**Reading text**:

──────────

Ever since – in addition to the thousands killed in the war – social and economic infrastructure has been totally or partially damaged, including schools, universities, health institutions, and other facilities, according to the government, Tigray forces, and international aid agency reports.

The cost has yet to be assessed in full, but experts estimate the destruction must have cost the Horn of Africa nation billions of dollars.


- Workers jobless

One victim of the war is the globally renowned Turkish construction company Yapi Merkezi. It has been engaged in building railway tracks from Awash, Hara Gebeya in the north for about 10 years.

Yapi Merkezi’s project is part of a multi-billion dollar electric railway line project that links the central, southern, and eastern parts of Ethiopia with neighboring Djibouti, a coastal country through which Ethiopia does more than 95% of its import-export activities.

“After they came here, they (TPLF fighters) turned this project site into their camp,” said Mohammed Nur, once a heavy-duty truck driver with the Turkish contractor. “We witnessed as they transported property from here and whatever they could not take away, they damaged. What we witnessed was horrible and not expected from any group that claims to be fighters.”

Standing outside the office at the camp under a blue, cloud-flecked sky, Nur heaved with sadness as he told Anadolu Agency that TPLF fighters committed hope-shattering pillage at the camp.

“This company is a very big one that is beneficial to any country. For example, I am the breadwinner for my family. I am rendered jobless now because the company I work for has been forced out. So I have now become someone with nothing, nothing at all. I am telling (you) what I have seen,” he said.

──────────

**Exercise set**:
1. Please reproduce the war-damage article from "- Workers jobless" up to and including "its import-export activities.".
2. According to the war-damage article, through which neighboring country does Ethiopia conduct more than 95% of its import-export activities?
3. Resume the war-damage article, starting after its final sentence.
The material after this point is unrelated to the war-damage article.

──────────

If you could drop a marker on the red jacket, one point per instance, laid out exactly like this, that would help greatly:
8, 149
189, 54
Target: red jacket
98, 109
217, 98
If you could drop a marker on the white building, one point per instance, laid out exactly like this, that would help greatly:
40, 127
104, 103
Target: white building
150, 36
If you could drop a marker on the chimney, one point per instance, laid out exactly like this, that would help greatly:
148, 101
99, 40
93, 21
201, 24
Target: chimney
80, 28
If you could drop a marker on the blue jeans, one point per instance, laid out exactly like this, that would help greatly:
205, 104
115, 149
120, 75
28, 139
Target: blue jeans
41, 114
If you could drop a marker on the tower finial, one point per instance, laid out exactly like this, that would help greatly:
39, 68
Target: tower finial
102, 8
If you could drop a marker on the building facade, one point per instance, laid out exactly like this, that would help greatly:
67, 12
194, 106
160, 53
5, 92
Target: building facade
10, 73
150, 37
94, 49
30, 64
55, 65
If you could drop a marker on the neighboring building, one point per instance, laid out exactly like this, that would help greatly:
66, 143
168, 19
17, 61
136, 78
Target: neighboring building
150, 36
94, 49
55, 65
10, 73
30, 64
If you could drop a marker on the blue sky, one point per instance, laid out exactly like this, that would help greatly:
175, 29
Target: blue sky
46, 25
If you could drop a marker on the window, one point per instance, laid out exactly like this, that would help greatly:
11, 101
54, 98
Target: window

──────────

**Results of the tasks**:
1.
- Workers jobless

One victim of the war is the globally renowned Turkish construction company Yapi Merkezi. It has been engaged in building railway tracks from Awash, Hara Gebeya in the north for about 10 years.

Yapi Merkezi’s project is part of a multi-billion dollar electric railway line project that links the central, southern, and eastern parts of Ethiopia with neighboring Djibouti, a coastal country through which Ethiopia does more than 95% of its import-export activities.

2. Djibouti

3.
“This is a big company that employed many workers; many workers with so many dependents have been rendered jobless, displaced from here,” Nur added. “The workers have children of their own and many have dependents such as their mothers. It was an eyesore to witness them taking away company property. It is a shame to see people we consider Ethiopians do such things. Some of them were the very people who were working with us.

“One of them is someone I regarded a friend. He was a driver of a concrete mixer truck. We saw him taking away the trucks. It was such a shame. He towed two mixing trucks on a low-bed. We could have killed him if we had known he would do that but all along we saw him as one of our own. It was painful to witness all that.

“This company is one in which all ethnic groups – Amhara, Oromo, Tigre, what have you – come and work. I was rendered jobless due to this (TPLF) force.”


- Health care shattered

According to the Amhara regional state government, 14 hospitals, 153 health centers, and 642 health posts were destroyed by TPLF forces when they made incursions south into neighboring regions since last July.

In addition, rebel fighters are accused of destroying nearly 10,000 schools across the Amhara and Afar regions, robbing 1.2 million students of opportunities to pursue their education, a claim that Anadolu Agency cannot verify.

“Around 10 million people were served by this hospital. After being captured by the TPLF, militias damaged or looted our hospital service equipment and medications starting with the oxygen production center. We lost oxygen production material, and the machinery was totally damaged,” Haimanot Ayali, medical director of the Dessie General Hospital, told Anadolu Agency.

She said rebels destroyed the operation room, adding: “Our entire department was totally damaged and destroyed.”

“We started at the primary level – primary healthcare service, and only simple procedures we started today. Nowadays, we can’t say it is a specialized hospital,” she said. “IDP (internally displaced persons) service, sick baby service, gynecology service, heart service, delivery service, neonatal intensive care unit service, malnutrition service, so many service specialists are also corrupted.”

The conflict has affected other areas of the country, forcing at least 2 million people from their homes and leaving millions without access to critical humanitarian assistance.

Acute food insecurity is now affecting more than 9.4 million people in northern Ethiopia, according to the UN Office for the Coordination of Humanitarian Affairs.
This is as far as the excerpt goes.